### Problem statement
The expected output is each entry, given again exactly.

Dataset entries
⟨

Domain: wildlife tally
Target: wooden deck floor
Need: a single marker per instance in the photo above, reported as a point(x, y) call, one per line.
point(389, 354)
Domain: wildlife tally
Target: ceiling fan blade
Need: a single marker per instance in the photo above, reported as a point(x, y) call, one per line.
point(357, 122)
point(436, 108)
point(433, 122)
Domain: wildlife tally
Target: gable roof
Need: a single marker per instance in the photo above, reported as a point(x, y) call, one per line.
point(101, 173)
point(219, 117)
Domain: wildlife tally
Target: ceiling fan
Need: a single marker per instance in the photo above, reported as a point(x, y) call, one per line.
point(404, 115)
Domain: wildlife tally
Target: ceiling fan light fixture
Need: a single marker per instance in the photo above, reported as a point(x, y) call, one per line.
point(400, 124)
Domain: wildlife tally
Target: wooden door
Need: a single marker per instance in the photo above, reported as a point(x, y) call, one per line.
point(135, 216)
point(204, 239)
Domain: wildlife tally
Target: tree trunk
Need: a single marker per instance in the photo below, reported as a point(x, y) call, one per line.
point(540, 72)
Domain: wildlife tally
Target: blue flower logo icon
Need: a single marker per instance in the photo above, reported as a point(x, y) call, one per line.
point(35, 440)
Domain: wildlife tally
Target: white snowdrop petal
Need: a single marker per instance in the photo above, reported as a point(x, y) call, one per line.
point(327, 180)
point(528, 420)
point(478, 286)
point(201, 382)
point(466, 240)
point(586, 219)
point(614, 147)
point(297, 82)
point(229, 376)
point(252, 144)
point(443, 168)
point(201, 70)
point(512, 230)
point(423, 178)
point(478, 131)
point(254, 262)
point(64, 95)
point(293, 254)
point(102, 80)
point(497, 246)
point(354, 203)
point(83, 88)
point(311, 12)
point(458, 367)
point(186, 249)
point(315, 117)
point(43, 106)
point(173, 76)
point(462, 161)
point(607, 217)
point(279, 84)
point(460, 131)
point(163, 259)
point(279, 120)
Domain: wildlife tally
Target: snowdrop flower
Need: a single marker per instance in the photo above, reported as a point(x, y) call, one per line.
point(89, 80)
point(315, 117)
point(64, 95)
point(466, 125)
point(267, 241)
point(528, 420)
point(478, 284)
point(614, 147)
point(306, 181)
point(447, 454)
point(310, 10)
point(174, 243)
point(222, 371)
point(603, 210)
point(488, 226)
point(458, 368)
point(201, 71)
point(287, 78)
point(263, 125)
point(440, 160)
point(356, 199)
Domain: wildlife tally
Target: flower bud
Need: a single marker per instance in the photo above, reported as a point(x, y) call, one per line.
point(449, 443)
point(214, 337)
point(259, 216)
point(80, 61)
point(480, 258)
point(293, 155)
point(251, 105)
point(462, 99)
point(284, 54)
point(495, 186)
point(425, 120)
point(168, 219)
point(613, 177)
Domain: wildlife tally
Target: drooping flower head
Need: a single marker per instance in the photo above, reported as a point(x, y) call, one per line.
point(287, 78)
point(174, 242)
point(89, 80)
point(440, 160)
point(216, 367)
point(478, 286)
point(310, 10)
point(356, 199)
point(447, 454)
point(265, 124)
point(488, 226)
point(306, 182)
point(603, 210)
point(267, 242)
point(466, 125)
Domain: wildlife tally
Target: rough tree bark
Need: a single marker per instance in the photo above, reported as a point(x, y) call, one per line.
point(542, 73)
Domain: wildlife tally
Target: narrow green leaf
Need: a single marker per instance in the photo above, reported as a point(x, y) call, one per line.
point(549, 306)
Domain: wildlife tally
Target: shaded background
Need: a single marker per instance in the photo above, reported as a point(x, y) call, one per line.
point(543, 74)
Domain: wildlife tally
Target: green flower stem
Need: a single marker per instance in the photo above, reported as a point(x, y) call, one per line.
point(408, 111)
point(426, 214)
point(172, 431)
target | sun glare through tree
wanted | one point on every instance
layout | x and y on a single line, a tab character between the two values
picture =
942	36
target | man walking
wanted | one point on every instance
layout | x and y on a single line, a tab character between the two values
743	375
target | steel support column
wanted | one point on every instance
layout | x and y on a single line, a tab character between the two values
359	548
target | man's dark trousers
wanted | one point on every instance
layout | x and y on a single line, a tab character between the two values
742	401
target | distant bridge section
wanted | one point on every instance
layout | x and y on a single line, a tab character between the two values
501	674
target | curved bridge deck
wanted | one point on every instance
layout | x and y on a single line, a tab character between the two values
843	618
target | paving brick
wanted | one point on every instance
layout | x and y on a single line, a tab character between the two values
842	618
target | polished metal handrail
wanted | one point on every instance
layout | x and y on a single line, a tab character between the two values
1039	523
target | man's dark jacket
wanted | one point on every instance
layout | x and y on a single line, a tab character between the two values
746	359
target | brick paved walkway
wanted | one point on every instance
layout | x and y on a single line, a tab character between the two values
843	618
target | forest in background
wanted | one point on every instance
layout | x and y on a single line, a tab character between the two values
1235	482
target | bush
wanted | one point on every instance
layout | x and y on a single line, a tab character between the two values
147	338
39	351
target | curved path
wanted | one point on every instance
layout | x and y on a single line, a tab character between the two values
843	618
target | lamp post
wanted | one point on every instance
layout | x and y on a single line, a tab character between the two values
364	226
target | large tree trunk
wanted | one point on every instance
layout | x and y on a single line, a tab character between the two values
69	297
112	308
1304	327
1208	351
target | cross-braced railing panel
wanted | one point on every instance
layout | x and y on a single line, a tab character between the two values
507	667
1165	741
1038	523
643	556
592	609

⟩

### Result of this task
Domain: wildlife tally
Target: wooden deck floor
Need: a single marker per instance in the photo above, reported as a point(x, y) call, one per line.
point(389, 354)
Domain: wildlife tally
Target: ceiling fan blade
Need: a single marker per instance in the photo above, reported as a point(x, y) call, one per line.
point(357, 122)
point(436, 108)
point(433, 122)
Domain: wildlife tally
Target: gable roof
Need: a single marker per instance in the photo above, reported as a point(x, y) call, one per line.
point(101, 173)
point(219, 117)
Domain: wildlife tally
Target: ceiling fan
Need: a single marker per instance in the photo above, reported as a point(x, y) call, one per line.
point(404, 115)
Domain: wildlife tally
Target: ceiling fan light fixture
Need: a single marker per instance in the photo above, reported as a point(x, y) call, one per line.
point(400, 124)
Domain: wildlife tally
Target: wooden door
Need: a single marker per instance in the photo above, reported as a point(x, y) call, one per line.
point(135, 216)
point(204, 239)
Domain: wildlife tally
Target: tree trunk
Need: a single marker per instance in the photo below, reported as a point(x, y) call, one per line.
point(540, 72)
Domain: wildlife tally
Target: blue flower logo icon
Need: a single marker per instance in the photo above, reported as a point(x, y) call, one per line.
point(35, 440)
Domain: wildlife tally
Target: white snowdrop petal
Need: a single marker per instance in the photo above, reported as a point(x, y) call, one per line.
point(327, 180)
point(528, 420)
point(478, 286)
point(201, 382)
point(466, 240)
point(586, 219)
point(614, 147)
point(297, 82)
point(229, 376)
point(252, 144)
point(443, 168)
point(201, 70)
point(512, 230)
point(423, 178)
point(478, 131)
point(254, 262)
point(64, 95)
point(293, 254)
point(102, 80)
point(497, 246)
point(354, 203)
point(83, 88)
point(311, 12)
point(458, 367)
point(186, 249)
point(315, 117)
point(43, 106)
point(173, 76)
point(462, 161)
point(607, 217)
point(279, 84)
point(460, 131)
point(163, 259)
point(279, 120)
Domain: wildlife tally
Target: snowdrop flower
Need: a single marker per instance in the photo above, reported as a point(x, y) call, one per line.
point(89, 80)
point(315, 117)
point(64, 95)
point(466, 125)
point(267, 241)
point(528, 420)
point(478, 284)
point(614, 147)
point(306, 181)
point(447, 454)
point(310, 10)
point(174, 243)
point(222, 371)
point(603, 210)
point(488, 226)
point(458, 368)
point(201, 71)
point(287, 78)
point(263, 125)
point(440, 160)
point(356, 199)
Domain: wildlife tally
Target: flower bud
Need: a single marker per instance in the photo above, reported as a point(x, y) call, one per line.
point(449, 443)
point(214, 337)
point(259, 216)
point(80, 61)
point(480, 258)
point(293, 155)
point(251, 105)
point(462, 99)
point(284, 54)
point(495, 186)
point(425, 120)
point(168, 219)
point(613, 177)
Domain: wildlife tally
Target: drooping flower head
Need: a single marker per instance in the photo above, reported as a point(x, y) call, one per line.
point(287, 78)
point(174, 242)
point(89, 80)
point(440, 160)
point(216, 367)
point(478, 286)
point(310, 10)
point(356, 199)
point(447, 454)
point(265, 124)
point(488, 226)
point(306, 182)
point(603, 210)
point(267, 242)
point(466, 125)
Domain: wildlife tally
Target: rough tree bark
Need: a single marker per instance in the photo above, reported as a point(x, y) call, one per line.
point(542, 73)
Domain: wildlife tally
Target: narrow green leaf
Need: a single marker per instance in the photo above, reported as a point(x, y) call, one per line.
point(549, 306)
Domain: wildlife tally
Target: shaded background
Need: a single marker per instance in the photo above, reported as a point(x, y) call, one per line.
point(543, 74)
Domain: wildlife tally
Target: green flower stem
Need: a single marker per instance in the photo above, reported as a point(x, y) call, one per line.
point(408, 111)
point(426, 214)
point(172, 431)
target | sun glare through tree
wanted | one point on every instance
layout | x and y on a single line, a tab character between the two values
picture =
942	36
target | man walking
wanted | one point on every instance
layout | x and y on a single line, a tab character between the two values
743	375
target | steel support column
wanted | one point on every instance
layout | x and y on a single line, a tab character between the two values
359	548
target | man's dark trousers
wanted | one point on every instance
layout | x and y on a single line, a tab character between the two values
742	401
target | distant bridge section
wanted | one point on every instance
layout | x and y on a single line, a tab character between the two values
501	674
target | curved bridge deck
wanted | one point on every instance
layout | x and y on a single line, a tab character between the two values
843	618
target | paving brick
wanted | one point on every instance
layout | x and y on a single line, a tab character between the two values
842	618
target | polished metal handrail
wanted | one point on every instance
layout | x and y on a single line, a tab character between the two values
1039	523
target | man's dark jacket
wanted | one point on every instance
layout | x and y on a single line, a tab character between the two values
746	359
target | brick paved walkway
wanted | one point on every instance
layout | x and y on a single line, a tab character between the two values
843	618
target | forest in background
wanted | one point on every instance
layout | x and y on a single line, a tab character between the two values
1235	482
target | bush
wanted | one point on every instance
layout | x and y on a single line, a tab character between the two values
147	338
39	351
target | curved path
wanted | one point on every instance
layout | x and y on a single line, a tab character between the two values
843	618
target | lamp post
wanted | one point on every instance
layout | x and y on a single line, a tab character between the two values
364	226
target | large tree trunk
wanted | one point on every instance
layout | x and y on a single line, a tab character between the two values
69	297
112	308
1304	327
1208	351
target | cross-braced railing panel
wanted | one point on every instance
layout | x and y on a single line, a tab character between the two values
507	667
1165	741
1038	523
643	556
592	609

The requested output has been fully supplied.